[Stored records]
════
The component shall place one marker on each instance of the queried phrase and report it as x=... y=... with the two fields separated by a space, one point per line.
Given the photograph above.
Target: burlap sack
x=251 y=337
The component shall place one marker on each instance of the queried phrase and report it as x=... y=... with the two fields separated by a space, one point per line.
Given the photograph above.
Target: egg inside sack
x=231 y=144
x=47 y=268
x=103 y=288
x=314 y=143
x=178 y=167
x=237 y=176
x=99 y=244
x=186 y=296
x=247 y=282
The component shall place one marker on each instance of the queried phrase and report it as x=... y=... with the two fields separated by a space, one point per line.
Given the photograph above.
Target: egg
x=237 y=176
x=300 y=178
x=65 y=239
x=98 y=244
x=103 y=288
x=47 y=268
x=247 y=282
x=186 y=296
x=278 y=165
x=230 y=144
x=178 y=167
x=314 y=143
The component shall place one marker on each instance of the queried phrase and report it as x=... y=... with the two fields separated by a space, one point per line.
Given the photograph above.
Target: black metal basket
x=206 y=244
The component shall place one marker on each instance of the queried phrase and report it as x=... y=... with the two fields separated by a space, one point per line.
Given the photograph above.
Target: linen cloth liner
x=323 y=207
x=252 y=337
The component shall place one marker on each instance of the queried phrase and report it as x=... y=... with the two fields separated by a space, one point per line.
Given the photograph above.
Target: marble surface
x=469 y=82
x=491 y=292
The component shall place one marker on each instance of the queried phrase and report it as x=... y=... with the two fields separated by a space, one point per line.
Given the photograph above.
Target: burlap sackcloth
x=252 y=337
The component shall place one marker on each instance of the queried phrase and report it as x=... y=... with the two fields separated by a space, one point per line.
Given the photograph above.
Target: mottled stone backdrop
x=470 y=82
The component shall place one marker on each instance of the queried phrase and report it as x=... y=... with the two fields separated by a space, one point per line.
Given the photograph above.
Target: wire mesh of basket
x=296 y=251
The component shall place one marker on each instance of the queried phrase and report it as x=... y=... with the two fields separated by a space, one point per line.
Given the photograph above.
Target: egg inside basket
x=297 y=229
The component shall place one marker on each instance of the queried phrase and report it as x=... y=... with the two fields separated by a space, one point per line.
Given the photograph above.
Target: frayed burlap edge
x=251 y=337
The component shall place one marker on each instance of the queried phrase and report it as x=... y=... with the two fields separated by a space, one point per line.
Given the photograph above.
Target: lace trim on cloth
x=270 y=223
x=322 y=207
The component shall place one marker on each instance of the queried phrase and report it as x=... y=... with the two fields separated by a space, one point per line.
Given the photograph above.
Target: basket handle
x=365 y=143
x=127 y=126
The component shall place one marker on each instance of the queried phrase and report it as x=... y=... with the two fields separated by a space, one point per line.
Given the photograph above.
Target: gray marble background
════
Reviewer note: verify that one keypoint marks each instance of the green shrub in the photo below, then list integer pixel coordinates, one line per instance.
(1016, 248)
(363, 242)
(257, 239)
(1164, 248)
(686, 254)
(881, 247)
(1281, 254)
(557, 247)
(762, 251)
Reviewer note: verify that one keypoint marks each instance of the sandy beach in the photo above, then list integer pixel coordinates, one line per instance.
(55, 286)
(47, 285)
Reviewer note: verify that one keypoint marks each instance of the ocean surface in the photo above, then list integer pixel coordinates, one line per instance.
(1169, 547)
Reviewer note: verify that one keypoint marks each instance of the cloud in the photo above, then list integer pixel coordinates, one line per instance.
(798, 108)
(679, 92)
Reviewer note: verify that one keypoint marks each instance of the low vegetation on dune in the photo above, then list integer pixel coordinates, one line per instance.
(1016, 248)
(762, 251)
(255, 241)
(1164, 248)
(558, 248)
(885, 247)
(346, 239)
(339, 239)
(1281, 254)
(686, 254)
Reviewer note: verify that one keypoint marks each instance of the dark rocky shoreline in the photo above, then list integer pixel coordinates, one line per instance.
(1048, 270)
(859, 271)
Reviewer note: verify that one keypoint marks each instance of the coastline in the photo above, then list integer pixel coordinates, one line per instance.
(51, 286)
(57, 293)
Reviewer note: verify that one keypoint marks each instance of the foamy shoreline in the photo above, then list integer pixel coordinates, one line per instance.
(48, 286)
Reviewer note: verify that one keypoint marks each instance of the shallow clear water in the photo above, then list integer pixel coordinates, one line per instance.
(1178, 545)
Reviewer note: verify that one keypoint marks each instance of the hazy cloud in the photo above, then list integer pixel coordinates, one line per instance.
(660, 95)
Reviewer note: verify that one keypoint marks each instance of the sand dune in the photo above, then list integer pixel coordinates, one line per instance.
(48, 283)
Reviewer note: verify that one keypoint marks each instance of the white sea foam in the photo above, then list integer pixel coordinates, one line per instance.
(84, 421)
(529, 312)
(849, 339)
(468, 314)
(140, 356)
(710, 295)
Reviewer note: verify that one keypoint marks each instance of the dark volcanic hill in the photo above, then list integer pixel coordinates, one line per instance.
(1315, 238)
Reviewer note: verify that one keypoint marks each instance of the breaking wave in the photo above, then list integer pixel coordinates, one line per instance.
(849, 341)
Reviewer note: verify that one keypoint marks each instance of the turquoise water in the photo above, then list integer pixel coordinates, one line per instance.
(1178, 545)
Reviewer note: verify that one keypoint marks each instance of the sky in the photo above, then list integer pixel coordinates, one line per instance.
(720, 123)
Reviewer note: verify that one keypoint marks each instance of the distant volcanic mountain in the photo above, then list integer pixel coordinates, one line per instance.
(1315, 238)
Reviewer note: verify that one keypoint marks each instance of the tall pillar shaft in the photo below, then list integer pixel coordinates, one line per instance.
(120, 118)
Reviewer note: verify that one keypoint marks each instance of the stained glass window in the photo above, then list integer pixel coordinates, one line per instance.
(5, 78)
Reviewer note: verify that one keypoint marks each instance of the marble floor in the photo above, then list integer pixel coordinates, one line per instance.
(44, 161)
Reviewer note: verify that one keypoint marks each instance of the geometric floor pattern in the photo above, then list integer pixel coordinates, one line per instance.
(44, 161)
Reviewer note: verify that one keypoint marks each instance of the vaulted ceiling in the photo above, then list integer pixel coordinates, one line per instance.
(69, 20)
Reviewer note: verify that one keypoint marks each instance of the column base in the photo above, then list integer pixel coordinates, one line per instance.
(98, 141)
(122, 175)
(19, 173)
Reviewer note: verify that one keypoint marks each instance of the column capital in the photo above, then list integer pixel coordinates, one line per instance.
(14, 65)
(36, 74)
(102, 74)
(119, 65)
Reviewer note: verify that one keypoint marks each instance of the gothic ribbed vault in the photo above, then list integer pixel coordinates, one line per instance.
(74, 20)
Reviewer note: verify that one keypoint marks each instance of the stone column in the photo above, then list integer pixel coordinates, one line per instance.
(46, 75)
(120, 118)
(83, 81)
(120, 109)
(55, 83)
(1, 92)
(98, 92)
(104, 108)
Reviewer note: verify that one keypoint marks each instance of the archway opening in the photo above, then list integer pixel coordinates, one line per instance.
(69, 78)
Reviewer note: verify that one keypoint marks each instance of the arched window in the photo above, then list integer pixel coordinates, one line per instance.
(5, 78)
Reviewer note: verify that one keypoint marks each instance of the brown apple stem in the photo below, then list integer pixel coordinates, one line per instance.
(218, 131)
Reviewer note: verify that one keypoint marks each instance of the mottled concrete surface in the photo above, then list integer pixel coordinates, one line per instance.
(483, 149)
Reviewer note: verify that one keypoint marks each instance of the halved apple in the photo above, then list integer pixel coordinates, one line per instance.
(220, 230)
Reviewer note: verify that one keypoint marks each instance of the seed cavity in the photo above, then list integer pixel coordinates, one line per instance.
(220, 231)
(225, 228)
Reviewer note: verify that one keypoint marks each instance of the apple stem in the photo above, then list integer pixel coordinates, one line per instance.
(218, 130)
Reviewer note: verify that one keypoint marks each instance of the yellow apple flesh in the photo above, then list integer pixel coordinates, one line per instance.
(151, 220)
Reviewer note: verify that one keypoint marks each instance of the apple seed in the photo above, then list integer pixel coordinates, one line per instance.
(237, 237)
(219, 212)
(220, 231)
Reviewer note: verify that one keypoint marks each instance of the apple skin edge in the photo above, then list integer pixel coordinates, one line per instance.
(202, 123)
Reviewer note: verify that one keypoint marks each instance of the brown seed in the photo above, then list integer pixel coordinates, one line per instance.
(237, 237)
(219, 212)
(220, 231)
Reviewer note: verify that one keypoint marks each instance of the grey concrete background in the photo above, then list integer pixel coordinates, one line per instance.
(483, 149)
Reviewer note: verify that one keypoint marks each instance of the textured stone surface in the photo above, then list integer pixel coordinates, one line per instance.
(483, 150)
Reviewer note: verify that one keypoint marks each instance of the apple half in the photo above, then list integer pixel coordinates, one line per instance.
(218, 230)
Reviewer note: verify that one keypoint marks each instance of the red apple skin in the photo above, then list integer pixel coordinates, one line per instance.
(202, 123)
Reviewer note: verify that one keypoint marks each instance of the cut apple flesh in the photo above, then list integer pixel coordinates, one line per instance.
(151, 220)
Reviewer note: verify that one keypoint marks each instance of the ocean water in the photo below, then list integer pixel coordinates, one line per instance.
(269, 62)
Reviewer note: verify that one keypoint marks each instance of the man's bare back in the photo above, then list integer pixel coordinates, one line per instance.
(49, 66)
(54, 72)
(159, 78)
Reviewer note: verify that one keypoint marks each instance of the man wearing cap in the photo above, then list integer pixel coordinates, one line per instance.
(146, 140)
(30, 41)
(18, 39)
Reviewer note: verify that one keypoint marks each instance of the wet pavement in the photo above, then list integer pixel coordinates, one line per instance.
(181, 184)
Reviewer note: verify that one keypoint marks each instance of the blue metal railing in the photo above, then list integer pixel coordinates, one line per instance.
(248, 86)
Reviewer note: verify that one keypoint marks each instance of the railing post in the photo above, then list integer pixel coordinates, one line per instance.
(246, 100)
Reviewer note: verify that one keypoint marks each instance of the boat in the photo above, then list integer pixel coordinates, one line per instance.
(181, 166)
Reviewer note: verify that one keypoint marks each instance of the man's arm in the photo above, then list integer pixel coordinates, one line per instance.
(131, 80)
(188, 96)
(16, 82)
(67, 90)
════
### Set problem
How many lines of the records above contain the string "metal"? Case counts, and the reply should be the number alone.

### Final result
2